======== RAW RECORDS

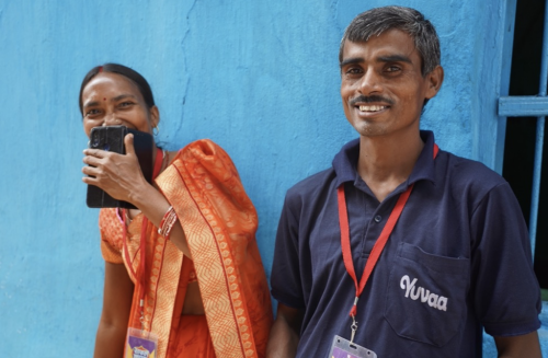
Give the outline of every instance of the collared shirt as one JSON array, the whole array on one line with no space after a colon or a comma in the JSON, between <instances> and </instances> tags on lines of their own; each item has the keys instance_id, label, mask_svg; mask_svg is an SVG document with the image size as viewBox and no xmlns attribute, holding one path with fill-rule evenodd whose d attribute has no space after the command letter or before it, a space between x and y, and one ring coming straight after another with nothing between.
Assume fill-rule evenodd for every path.
<instances>
[{"instance_id":1,"label":"collared shirt","mask_svg":"<svg viewBox=\"0 0 548 358\"><path fill-rule=\"evenodd\" d=\"M354 342L384 357L481 357L482 327L518 335L540 326L540 291L520 206L483 164L425 142L408 181L379 203L357 174L358 140L332 169L287 192L279 219L272 295L305 310L297 357L327 357L334 335L350 339L355 287L341 253L336 188L344 184L359 280L399 195L411 196L357 304Z\"/></svg>"}]
</instances>

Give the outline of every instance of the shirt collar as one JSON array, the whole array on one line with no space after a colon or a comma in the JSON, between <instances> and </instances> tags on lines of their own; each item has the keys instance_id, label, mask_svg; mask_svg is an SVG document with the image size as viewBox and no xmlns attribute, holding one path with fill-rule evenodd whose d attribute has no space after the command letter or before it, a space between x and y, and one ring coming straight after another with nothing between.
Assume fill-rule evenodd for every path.
<instances>
[{"instance_id":1,"label":"shirt collar","mask_svg":"<svg viewBox=\"0 0 548 358\"><path fill-rule=\"evenodd\" d=\"M424 148L416 160L416 163L408 178L408 185L421 180L427 180L434 183L434 134L430 130L421 130L421 139L424 141ZM339 187L344 182L354 182L357 174L357 159L359 157L359 138L354 139L343 146L336 153L332 165L335 171L335 184Z\"/></svg>"}]
</instances>

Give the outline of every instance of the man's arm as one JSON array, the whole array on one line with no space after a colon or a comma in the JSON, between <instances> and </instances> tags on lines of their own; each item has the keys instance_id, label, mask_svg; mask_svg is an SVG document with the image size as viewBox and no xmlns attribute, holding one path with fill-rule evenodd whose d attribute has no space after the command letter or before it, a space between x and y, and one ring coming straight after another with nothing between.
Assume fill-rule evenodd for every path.
<instances>
[{"instance_id":1,"label":"man's arm","mask_svg":"<svg viewBox=\"0 0 548 358\"><path fill-rule=\"evenodd\" d=\"M278 303L277 316L271 330L266 358L293 358L297 354L304 311Z\"/></svg>"},{"instance_id":2,"label":"man's arm","mask_svg":"<svg viewBox=\"0 0 548 358\"><path fill-rule=\"evenodd\" d=\"M543 358L537 332L520 336L494 337L499 358Z\"/></svg>"},{"instance_id":3,"label":"man's arm","mask_svg":"<svg viewBox=\"0 0 548 358\"><path fill-rule=\"evenodd\" d=\"M105 263L103 312L95 338L94 358L119 358L124 355L134 284L123 264Z\"/></svg>"}]
</instances>

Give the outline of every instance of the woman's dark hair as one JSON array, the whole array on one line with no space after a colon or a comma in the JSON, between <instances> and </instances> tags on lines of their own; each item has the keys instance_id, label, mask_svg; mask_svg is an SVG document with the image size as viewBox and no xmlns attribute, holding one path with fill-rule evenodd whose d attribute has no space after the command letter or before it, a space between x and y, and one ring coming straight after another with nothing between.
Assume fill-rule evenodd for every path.
<instances>
[{"instance_id":1,"label":"woman's dark hair","mask_svg":"<svg viewBox=\"0 0 548 358\"><path fill-rule=\"evenodd\" d=\"M150 109L155 106L155 97L152 96L152 90L148 84L147 80L139 72L130 69L129 67L118 65L118 63L104 63L103 66L96 66L92 68L83 78L82 85L80 86L80 96L78 97L78 103L80 104L80 113L83 114L82 107L82 92L83 88L98 74L101 72L112 72L124 76L137 85L140 94L145 99L147 107Z\"/></svg>"}]
</instances>

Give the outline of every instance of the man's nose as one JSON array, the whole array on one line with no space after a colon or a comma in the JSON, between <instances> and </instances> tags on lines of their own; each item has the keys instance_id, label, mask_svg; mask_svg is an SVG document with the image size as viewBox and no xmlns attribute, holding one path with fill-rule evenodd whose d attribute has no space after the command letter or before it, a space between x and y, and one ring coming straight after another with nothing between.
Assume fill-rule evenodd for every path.
<instances>
[{"instance_id":1,"label":"man's nose","mask_svg":"<svg viewBox=\"0 0 548 358\"><path fill-rule=\"evenodd\" d=\"M116 117L116 114L114 112L107 113L104 116L103 120L103 127L106 126L116 126L119 125L122 122Z\"/></svg>"},{"instance_id":2,"label":"man's nose","mask_svg":"<svg viewBox=\"0 0 548 358\"><path fill-rule=\"evenodd\" d=\"M373 69L368 69L359 81L359 89L363 94L383 92L381 81Z\"/></svg>"}]
</instances>

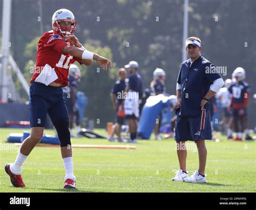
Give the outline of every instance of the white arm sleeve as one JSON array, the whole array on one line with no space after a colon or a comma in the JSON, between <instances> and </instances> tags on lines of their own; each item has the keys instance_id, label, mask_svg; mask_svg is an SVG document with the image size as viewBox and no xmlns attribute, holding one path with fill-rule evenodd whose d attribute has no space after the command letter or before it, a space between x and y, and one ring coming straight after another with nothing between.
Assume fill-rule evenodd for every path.
<instances>
[{"instance_id":1,"label":"white arm sleeve","mask_svg":"<svg viewBox=\"0 0 256 210\"><path fill-rule=\"evenodd\" d=\"M176 85L176 90L179 90L181 89L181 85L180 84L179 84L177 83Z\"/></svg>"},{"instance_id":2,"label":"white arm sleeve","mask_svg":"<svg viewBox=\"0 0 256 210\"><path fill-rule=\"evenodd\" d=\"M219 78L213 81L210 87L210 90L218 92L220 89L224 85L224 81L223 78Z\"/></svg>"}]
</instances>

================

**WORK INSTRUCTIONS**. Copy the records verbatim, starting with the line that contains "Give the outline of every instance of the white" and continuing through the end of the records.

**EXPECTED OUTPUT**.
Give the outline of every instance of the white arm sleeve as one JSON array, the whole array on one line with no space after a colon or a comma in the JSON, between <instances> and </instances> tags on lines of their own; each item has the keys instance_id, label, mask_svg; mask_svg is an SVG document with the image size as viewBox and no xmlns attribute, holding one path with fill-rule evenodd whose d attribute has no space after the command letter or before it, a space between x and y, and one ring coming straight after another with nothing between.
Assume fill-rule evenodd for every path.
<instances>
[{"instance_id":1,"label":"white arm sleeve","mask_svg":"<svg viewBox=\"0 0 256 210\"><path fill-rule=\"evenodd\" d=\"M176 85L176 90L179 90L181 89L181 85L180 84L179 84L177 83Z\"/></svg>"},{"instance_id":2,"label":"white arm sleeve","mask_svg":"<svg viewBox=\"0 0 256 210\"><path fill-rule=\"evenodd\" d=\"M219 78L213 81L210 87L210 90L218 92L220 89L224 85L224 81L223 78Z\"/></svg>"}]
</instances>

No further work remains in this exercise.